== Exercise ==
Copy each of the following items exactly, line for line, without changing anything.

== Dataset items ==

▼

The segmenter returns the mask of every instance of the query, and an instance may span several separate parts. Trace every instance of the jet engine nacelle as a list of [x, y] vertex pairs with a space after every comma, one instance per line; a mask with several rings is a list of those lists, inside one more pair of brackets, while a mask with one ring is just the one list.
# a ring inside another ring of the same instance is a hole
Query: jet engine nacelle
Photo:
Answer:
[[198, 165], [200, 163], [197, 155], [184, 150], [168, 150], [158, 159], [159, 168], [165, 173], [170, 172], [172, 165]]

▲

== Correct output ==
The segmenter returns the mask of every instance of the query, and an instance may span several separate parts. Trace every instance of the jet engine nacelle as a list of [x, y] vertex pairs with a space after every comma, one instance per line; a mask with several rings is a list of those lists, inside one more pair of brackets, while a mask with one ring is just the one list.
# a ring inside another ring of the same instance is a hole
Query: jet engine nacelle
Photo:
Answer:
[[198, 165], [200, 163], [197, 155], [184, 150], [168, 150], [158, 159], [159, 168], [165, 173], [170, 172], [172, 165]]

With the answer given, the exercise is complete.